* [Job] Express the stretch of data from its first line through the line containing "x=236 y=213" as a numbered list, leaving out any blank lines.

* [Rows]
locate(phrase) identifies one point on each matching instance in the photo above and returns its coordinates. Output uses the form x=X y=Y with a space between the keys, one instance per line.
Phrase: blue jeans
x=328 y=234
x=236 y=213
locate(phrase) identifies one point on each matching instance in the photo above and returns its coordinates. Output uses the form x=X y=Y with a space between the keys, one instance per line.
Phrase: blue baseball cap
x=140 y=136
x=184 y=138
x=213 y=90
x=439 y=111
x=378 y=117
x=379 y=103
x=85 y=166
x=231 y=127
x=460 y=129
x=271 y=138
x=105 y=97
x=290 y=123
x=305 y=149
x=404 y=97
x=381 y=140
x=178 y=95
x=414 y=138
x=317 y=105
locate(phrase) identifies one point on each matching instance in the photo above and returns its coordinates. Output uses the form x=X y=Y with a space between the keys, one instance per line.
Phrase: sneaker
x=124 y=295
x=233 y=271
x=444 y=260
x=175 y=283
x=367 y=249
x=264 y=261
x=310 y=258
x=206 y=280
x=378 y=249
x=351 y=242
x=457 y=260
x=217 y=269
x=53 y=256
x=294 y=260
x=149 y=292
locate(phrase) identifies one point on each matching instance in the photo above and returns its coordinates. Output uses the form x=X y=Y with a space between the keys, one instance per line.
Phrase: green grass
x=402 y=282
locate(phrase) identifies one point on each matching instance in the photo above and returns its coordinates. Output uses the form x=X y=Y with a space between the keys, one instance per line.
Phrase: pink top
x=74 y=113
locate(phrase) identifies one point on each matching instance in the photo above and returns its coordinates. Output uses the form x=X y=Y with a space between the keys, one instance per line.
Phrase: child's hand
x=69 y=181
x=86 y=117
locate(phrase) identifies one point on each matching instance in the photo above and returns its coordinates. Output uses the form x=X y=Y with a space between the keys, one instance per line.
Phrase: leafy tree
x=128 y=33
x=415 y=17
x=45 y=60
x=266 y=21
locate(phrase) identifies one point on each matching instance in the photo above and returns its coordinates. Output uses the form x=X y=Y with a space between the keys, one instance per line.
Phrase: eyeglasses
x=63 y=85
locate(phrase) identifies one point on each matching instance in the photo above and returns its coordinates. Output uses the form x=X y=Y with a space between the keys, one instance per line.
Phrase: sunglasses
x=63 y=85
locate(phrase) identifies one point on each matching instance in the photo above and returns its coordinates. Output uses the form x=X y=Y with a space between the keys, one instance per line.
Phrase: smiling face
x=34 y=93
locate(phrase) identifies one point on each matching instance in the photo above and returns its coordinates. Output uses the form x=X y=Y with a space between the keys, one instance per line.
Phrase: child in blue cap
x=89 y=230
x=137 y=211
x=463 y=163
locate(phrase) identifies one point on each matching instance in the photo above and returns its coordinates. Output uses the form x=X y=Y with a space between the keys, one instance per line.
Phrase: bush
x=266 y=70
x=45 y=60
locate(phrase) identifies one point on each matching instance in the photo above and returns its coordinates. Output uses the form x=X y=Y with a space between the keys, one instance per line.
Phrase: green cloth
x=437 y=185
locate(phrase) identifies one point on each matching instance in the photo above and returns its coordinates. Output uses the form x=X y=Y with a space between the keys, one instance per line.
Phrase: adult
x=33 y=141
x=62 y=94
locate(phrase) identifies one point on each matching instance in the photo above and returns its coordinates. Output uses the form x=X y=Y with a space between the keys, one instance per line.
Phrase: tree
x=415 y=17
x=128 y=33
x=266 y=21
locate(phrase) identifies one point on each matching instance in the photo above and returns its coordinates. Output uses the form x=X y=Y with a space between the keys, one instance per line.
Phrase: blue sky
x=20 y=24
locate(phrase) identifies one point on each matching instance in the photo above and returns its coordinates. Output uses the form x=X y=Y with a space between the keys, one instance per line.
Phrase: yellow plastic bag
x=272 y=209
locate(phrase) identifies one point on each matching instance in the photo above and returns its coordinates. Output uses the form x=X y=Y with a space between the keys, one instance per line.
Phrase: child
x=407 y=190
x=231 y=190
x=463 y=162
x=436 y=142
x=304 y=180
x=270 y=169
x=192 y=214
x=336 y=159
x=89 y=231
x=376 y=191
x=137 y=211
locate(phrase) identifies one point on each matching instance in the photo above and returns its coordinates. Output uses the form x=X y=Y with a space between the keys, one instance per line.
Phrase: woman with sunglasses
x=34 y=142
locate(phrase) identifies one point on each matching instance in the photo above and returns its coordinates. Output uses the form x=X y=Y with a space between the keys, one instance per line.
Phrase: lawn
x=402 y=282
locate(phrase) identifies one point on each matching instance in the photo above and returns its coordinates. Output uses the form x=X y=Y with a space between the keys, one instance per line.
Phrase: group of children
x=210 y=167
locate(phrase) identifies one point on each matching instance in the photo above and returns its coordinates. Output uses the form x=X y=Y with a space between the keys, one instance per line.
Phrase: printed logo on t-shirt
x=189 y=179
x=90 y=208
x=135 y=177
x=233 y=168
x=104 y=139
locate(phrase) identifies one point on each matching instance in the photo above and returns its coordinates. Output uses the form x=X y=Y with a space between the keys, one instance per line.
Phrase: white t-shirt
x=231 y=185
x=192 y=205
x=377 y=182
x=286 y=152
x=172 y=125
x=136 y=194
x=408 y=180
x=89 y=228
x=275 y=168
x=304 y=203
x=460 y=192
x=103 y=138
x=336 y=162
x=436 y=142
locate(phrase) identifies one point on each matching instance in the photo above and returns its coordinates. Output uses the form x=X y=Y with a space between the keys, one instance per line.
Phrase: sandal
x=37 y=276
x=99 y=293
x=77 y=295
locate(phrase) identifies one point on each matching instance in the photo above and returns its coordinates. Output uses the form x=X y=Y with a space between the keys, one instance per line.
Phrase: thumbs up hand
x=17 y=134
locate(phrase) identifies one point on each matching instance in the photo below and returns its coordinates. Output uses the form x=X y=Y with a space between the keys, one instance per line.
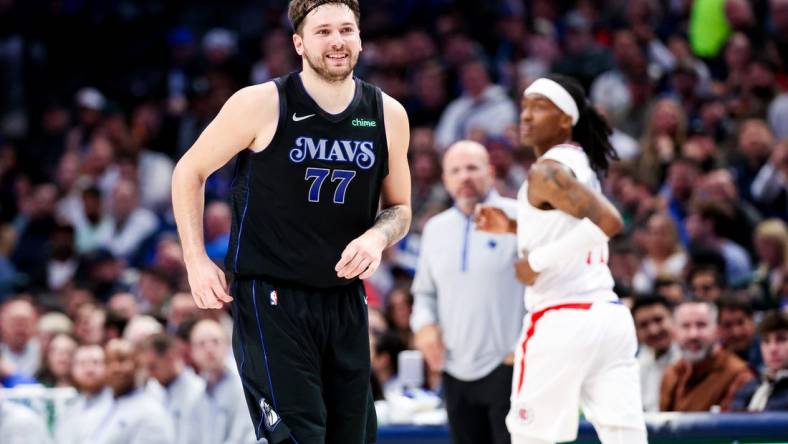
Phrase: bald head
x=121 y=366
x=467 y=174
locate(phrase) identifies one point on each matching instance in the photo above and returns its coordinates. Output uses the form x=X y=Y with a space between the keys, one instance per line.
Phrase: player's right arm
x=247 y=120
x=553 y=185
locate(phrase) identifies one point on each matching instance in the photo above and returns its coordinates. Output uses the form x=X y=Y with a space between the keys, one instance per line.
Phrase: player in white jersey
x=577 y=348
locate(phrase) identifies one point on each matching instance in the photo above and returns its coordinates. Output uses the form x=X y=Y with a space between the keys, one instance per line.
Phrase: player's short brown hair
x=297 y=10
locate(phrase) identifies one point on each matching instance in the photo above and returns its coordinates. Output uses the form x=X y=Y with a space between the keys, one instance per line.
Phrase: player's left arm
x=362 y=256
x=552 y=184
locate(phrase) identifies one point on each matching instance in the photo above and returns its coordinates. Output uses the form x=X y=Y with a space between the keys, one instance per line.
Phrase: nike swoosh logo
x=300 y=118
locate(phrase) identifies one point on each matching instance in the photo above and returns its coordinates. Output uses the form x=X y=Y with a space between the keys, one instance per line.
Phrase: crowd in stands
x=100 y=99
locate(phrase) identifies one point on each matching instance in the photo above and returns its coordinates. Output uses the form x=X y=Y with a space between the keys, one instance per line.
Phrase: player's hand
x=429 y=342
x=523 y=270
x=362 y=255
x=208 y=284
x=491 y=219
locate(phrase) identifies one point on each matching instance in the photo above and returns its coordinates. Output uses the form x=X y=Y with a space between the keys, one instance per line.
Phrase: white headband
x=556 y=93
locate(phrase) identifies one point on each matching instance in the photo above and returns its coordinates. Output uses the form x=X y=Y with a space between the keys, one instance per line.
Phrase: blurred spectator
x=34 y=225
x=654 y=326
x=61 y=264
x=89 y=103
x=131 y=225
x=170 y=381
x=18 y=342
x=720 y=186
x=661 y=142
x=770 y=186
x=20 y=425
x=623 y=91
x=384 y=350
x=508 y=174
x=123 y=304
x=583 y=59
x=102 y=272
x=778 y=116
x=399 y=306
x=52 y=324
x=89 y=322
x=220 y=413
x=56 y=368
x=770 y=391
x=706 y=375
x=755 y=145
x=737 y=330
x=155 y=288
x=217 y=230
x=706 y=283
x=140 y=328
x=709 y=28
x=664 y=254
x=277 y=58
x=182 y=307
x=483 y=106
x=428 y=196
x=430 y=96
x=704 y=224
x=771 y=246
x=670 y=288
x=84 y=414
x=134 y=416
x=91 y=220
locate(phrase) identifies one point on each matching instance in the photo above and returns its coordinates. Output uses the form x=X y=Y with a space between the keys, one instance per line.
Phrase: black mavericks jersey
x=299 y=202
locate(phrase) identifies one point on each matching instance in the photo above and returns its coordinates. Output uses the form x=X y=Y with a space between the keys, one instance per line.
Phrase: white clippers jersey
x=582 y=275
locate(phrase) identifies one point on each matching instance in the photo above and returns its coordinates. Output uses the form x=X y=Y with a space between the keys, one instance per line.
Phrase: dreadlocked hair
x=591 y=131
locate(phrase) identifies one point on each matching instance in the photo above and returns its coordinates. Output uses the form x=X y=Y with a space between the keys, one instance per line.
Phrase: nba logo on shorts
x=270 y=417
x=524 y=414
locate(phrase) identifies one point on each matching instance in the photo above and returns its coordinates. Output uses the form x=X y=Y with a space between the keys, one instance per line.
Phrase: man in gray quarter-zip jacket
x=171 y=382
x=468 y=304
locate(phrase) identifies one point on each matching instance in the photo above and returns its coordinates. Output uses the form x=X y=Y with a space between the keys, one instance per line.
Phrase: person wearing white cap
x=577 y=347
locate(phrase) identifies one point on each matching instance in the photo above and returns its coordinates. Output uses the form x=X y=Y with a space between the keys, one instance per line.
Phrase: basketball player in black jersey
x=319 y=152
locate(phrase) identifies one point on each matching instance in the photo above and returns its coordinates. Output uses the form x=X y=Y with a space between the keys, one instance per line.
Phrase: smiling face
x=329 y=42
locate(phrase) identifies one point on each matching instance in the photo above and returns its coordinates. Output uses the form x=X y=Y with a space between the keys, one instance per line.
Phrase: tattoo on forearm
x=393 y=222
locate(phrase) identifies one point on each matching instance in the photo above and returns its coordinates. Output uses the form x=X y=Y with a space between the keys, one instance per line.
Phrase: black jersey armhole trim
x=280 y=122
x=379 y=95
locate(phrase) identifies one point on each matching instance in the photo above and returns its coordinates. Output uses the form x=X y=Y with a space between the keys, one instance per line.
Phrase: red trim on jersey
x=535 y=316
x=569 y=145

* [The result]
1. locate(phrase) identifies one point on each matching instance in the photo above and returns its coordinates. Output uses the form x=X y=Y with a space between the keys, one instance per line.
2. Phrase: blue jeans
3. x=328 y=234
4. x=236 y=213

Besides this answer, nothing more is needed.